— Tareas —
1 - Reproduce sin cambios el pasaje del fragmento sobre el verbo jalar que va de "## ERASMO_GALENO" a "Lima para verificar...".
2 - En el fragmento sobre el verbo jalar, ¿qué significa la frase «Iba bien jalado»?

— Fragmento proporcionado —

Más que suspender, sería *desaprobar/reprobar* a un alumno, ya sea en un examen o en un curso/una asignatura. *Dar un jale* es dar un aventón. También se usa para *esnifar* (aunque este verbo no se use en Perú).

Aunque la verdad nunca he escuchado usar jalar para emborracharse ni para darse prisa.

Atentamente,

Erasmo.


----------



## mirx

ERASMO_GALENO said:


> Hola,
> 
> Por aquí siempre usamos *jalar*. Nos sonaría curioso escuchar "_halar de la cuerda_" y probablemente no lo entenderíamos de primera intención.
> 
> Más que suspender, sería *desaprobar/reprobar* a un alumno, ya sea en un examen o en un curso/una asignatura. *Dar un jale* es dar un aventón. También se usa para *esnifar* (aunque este verbo no se use en Perú).
> 
> Aunque la verdad nunca he escuchado usar jalar para emborracharse ni para darse prisa.
> 
> Atentamente,
> 
> Erasmo.


 
Es que es aparte de la acepción le corresponde a México, debo decir que es sólo en un registro muy, muy popular, jerga.

"Jálale que ahí viene la tira"
Apresúrate que ya viene la policia.

Saludos.


----------



## NPU

mirx said:


> Es que es aparte de la acepción le corresponde a México, debo decir que es sólo en un registro muy, muy popular, jerga.
> 
> "Jálale que ahí viene la tira"
> Apresúrate que ya viene la policia.
> 
> Saludos.



Si, eso me suena a lo que usamos aqui en El Salvador también ... pero de forma popular.

"Iba bien jalado"
Iba muy rápido.

"Cuando veniamos de regreso (de cierto lugar alejado), mi tio le jaló bastante."
Pues que se apresuró y venia a 140km/h 

Saluditos


----------



## ERASMO_GALENO

mirx said:


> Es que es aparte de la acepción le corresponde a México, debo decir que es sólo en un registro muy, muy popular, jerga.
> "Jálale que ahí viene la tira"
> Apresúrate que ya viene la policia.
> Saludos.


 
Lo mencioné porque en la información que puso Cristina incluía a Perú, pero aquí no usamos jalar para apresurarse ni siquiera como jerga. Aunque quizá me falte visitar uno que otro rincón de Lima para verificar...

— Bloque de datos —
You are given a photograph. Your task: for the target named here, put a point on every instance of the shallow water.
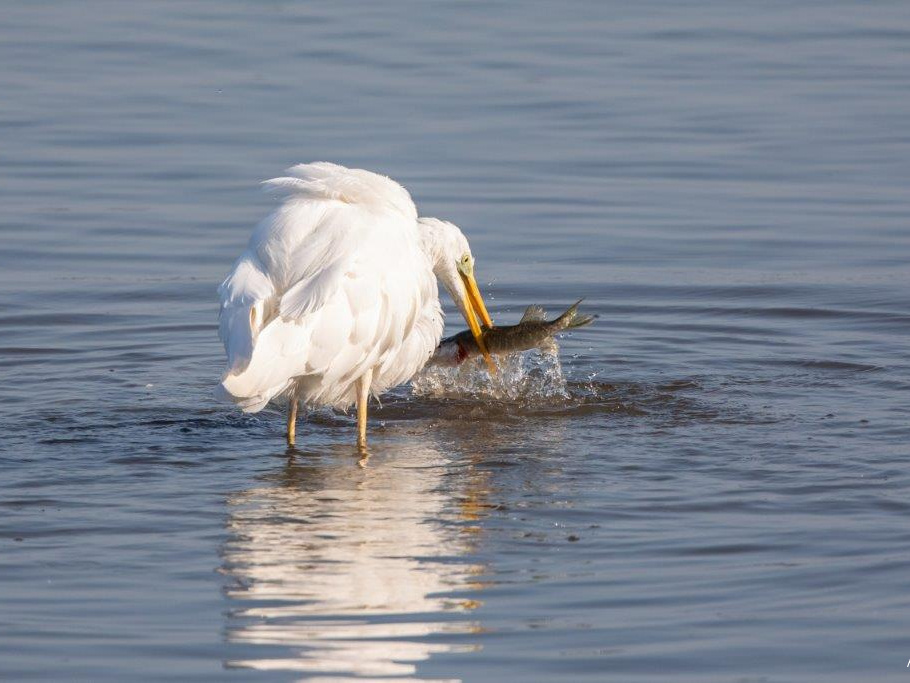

— Respuestas —
1 -
## ERASMO_GALENO

mirx said:


> Es que es aparte de la acepción le corresponde a México, debo decir que es sólo en un registro muy, muy popular, jerga.
> "Jálale que ahí viene la tira"
> Apresúrate que ya viene la policia.
> Saludos.


 
Lo mencioné porque en la información que puso Cristina incluía a Perú, pero aquí no usamos jalar para apresurarse ni siquiera como jerga. Aunque quizá me falte visitar uno que otro rincón de Lima para verificar...

2 - Iba muy rápido.